===== MATERIALS PROVIDED
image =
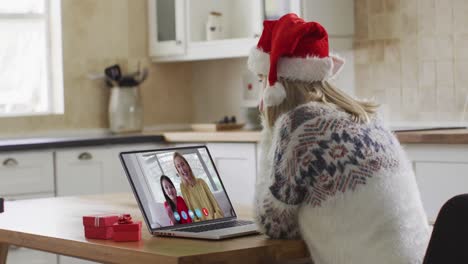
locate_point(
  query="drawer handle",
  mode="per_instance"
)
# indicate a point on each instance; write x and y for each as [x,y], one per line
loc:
[10,162]
[85,156]
[14,247]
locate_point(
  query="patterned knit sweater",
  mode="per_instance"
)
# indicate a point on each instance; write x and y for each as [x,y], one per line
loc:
[346,188]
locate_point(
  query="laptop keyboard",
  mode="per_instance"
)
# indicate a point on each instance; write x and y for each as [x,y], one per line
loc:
[204,228]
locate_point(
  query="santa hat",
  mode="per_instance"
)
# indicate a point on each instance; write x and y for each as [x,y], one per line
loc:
[295,50]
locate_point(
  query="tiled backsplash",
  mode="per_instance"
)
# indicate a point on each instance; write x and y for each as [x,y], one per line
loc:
[412,57]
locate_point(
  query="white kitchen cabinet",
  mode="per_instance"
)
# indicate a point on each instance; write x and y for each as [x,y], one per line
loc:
[93,170]
[177,29]
[19,255]
[441,172]
[26,173]
[80,171]
[237,166]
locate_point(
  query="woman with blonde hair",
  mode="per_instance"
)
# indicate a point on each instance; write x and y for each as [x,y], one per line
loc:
[330,171]
[196,192]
==========
ABOUT THIS TASK: The answer should consist of all the records, duplicated exactly, with no images included.

SOLVED PROBLEM:
image =
locate_point(
  query="drawer handle",
  mode="per_instance"
)
# indicate a point on each instance; write x and y for each as [x,y], one per line
loc:
[10,162]
[85,156]
[14,247]
locate_point(
  query="patterned knit sweater",
  mode="per_instance"
)
# indicate a point on each instance; write x and y for each as [x,y], one per line
loc:
[346,188]
locate_point(
  query="laptop keyboard",
  mode="per_instance"
)
# indicate a point on each instance; write x and y for each as [x,y], one per line
loc:
[204,228]
locate_point(
  query="santa hat",
  mode="per_instance"
)
# indicate a point on each instance; write x and y for each as [x,y], one per line
loc:
[295,50]
locate_point(
  query="tiled backsplash",
  mode="per_instance"
)
# indicate a point on each instance; write x and y for each as [x,y], one per line
loc:
[412,57]
locate_point(
  query="white kitchen cabinet",
  mode="per_instance"
)
# indicate a point on each instance; write x and y for each as [x,y], one per line
loc:
[93,170]
[177,29]
[19,255]
[441,172]
[26,173]
[80,171]
[237,166]
locate_point(
  query="woman with blonde hair",
  mode="per_instance"
)
# indicate a point on each instance; write x and y for each as [x,y], one per line
loc:
[330,171]
[196,192]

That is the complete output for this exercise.